**WRITTEN EXERCISE 1**
In the passage on the family violence bills, replace "registrar" with "court officer" and write out the section that begins at the words "Finally, the Family" and stops after "of self-represented respondents.".

**TEXT EXCERPT**

The bill also implements the joint report recommendations to provide a preamble in our family violence law in all states and territories. The preamble introduces important principles into our law and explains the nature, features and dynamics of family violence. It makes clear that family violence is not acceptable and that freedom from family violence is a human right and should be protected by our justice system. It also recognises the heavily gendered nature of family violence and that it can occur in all strata of our society.The bill expands the definition of family violence to expressly include a broader range of behaviours, including emotional, psychological and economic abuse. This definition covers commonly acknowledged forms of family violence and reflects well-established research into the nature of this type of violence. The responses to domestic and family violence have traditionally focused, of course, on the physical means of violence but this reform that we will vote on today highlights that non-physical forms of violence are equally unacceptable.

The bill will also build on the work currently being completed at a national level to improve Australia-wide responses to this problem. As I have indicated, it will introduce a national domestic violence order to allow for the recognition of domestic violence orders in one jurisdiction across all others. The bill introduces the model scheme laws agreed to by COAG to this end.

The Personal Violence Bill provides a scheme for personal violence and workplace violence orders similar to that available under the current Domestic Violence and Protection Orders Act. Workplace protection orders and personal protection orders are important tools to protect people from violence in situations that are not family violence. The Personal Violence Bill will retain the existing legally enforceable mechanism to facilitate the safety and protection of people who fear or experience personal violence individually or in a workplace.

Finally, the Family Violence Bill includes some important changes to improve the court procedure in civil and criminal proceedings relating to this type of violence. This includes preventing a self-represented respondent from personally cross-examining an applicant for an order. This mechanism is already common practice in the criminal jurisdiction, which is why it was highlighted as an opportunity for reform in the civil sphere. This measure is supported through the ACT government’s safer families budget package by allocating funds to employ an additional registrar in the Law Courts and Tribunals Administration to cross-examine applicants on behalf of self-represented respondents.

**WRITTEN EXERCISE 2**
Which lines of the records contain the word "wooden"? Pull out each of those lines in full, treating case as significant.

**PROVIDED RECORDS**

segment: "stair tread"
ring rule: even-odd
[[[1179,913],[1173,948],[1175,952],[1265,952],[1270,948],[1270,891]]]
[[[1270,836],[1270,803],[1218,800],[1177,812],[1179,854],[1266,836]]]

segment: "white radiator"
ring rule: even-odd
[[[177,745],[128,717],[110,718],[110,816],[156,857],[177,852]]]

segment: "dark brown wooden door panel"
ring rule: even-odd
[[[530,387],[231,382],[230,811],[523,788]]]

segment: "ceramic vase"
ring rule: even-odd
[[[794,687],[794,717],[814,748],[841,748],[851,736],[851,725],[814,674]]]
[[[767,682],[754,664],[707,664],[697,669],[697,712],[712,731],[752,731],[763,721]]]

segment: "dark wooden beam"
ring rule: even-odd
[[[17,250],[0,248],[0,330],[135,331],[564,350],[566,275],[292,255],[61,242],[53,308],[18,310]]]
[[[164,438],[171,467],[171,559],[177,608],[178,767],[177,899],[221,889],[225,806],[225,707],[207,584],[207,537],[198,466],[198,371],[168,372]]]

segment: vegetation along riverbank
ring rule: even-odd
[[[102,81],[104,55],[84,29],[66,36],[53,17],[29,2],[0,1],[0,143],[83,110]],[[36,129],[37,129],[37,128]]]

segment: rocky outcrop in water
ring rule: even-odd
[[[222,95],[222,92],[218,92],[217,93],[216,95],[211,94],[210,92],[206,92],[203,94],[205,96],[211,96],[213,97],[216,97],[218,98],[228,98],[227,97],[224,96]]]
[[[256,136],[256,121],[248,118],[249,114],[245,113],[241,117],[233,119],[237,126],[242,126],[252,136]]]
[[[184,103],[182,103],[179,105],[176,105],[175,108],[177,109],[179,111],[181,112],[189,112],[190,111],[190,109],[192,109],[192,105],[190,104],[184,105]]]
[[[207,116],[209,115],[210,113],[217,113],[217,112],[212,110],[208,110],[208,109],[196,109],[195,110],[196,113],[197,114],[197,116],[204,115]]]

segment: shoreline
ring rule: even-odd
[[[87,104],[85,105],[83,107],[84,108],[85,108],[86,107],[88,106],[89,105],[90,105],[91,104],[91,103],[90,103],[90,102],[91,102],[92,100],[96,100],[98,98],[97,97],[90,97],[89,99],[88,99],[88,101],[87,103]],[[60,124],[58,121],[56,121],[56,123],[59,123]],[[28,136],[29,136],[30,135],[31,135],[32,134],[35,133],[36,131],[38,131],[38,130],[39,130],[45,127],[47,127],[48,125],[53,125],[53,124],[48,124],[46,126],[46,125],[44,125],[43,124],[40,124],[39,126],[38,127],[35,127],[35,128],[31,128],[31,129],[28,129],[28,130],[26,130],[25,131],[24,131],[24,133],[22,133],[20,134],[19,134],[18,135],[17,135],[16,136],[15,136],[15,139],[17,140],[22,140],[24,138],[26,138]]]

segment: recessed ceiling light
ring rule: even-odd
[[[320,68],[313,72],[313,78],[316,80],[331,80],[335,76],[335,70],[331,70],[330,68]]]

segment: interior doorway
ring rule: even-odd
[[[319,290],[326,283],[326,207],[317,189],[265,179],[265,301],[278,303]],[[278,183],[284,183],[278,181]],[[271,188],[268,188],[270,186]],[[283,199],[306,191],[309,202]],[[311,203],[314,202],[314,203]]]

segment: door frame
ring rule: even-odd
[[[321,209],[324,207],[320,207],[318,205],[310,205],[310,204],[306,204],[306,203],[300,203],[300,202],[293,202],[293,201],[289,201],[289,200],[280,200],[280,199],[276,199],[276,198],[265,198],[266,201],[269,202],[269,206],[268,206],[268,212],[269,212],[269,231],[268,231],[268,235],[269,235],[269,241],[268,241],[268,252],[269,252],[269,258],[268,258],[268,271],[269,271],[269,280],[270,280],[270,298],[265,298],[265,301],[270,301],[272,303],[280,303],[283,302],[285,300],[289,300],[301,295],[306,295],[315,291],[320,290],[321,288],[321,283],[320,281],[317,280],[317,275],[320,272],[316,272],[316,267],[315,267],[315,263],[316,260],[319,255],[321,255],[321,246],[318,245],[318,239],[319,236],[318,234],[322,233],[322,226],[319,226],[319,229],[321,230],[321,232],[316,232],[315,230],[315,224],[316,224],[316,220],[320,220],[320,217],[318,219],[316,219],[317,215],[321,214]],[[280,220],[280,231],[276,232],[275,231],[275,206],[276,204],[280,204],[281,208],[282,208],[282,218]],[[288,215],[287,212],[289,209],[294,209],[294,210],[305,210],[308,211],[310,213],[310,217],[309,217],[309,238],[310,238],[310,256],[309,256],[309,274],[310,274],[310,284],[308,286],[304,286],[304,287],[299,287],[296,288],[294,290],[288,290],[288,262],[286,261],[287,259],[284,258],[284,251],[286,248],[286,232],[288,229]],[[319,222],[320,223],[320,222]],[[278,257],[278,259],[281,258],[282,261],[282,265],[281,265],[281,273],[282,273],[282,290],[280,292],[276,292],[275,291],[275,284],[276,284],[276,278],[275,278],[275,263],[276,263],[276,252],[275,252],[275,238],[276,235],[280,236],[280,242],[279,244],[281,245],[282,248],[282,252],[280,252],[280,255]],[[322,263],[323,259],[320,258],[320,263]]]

**TASK ANSWER 1**
Finally, the Family Violence Bill includes some important changes to improve the court procedure in civil and criminal proceedings relating to this type of violence. This includes preventing a self-represented respondent from personally cross-examining an applicant for an order. This mechanism is already common practice in the criminal jurisdiction, which is why it was highlighted as an opportunity for reform in the civil sphere. This measure is supported through the ACT government’s safer families budget package by allocating funds to employ an additional court officer in the Law Courts and Tribunals Administration to cross-examine applicants on behalf of self-represented respondents.

**TASK ANSWER 2**
segment: "dark brown wooden door panel"
segment: "dark wooden beam"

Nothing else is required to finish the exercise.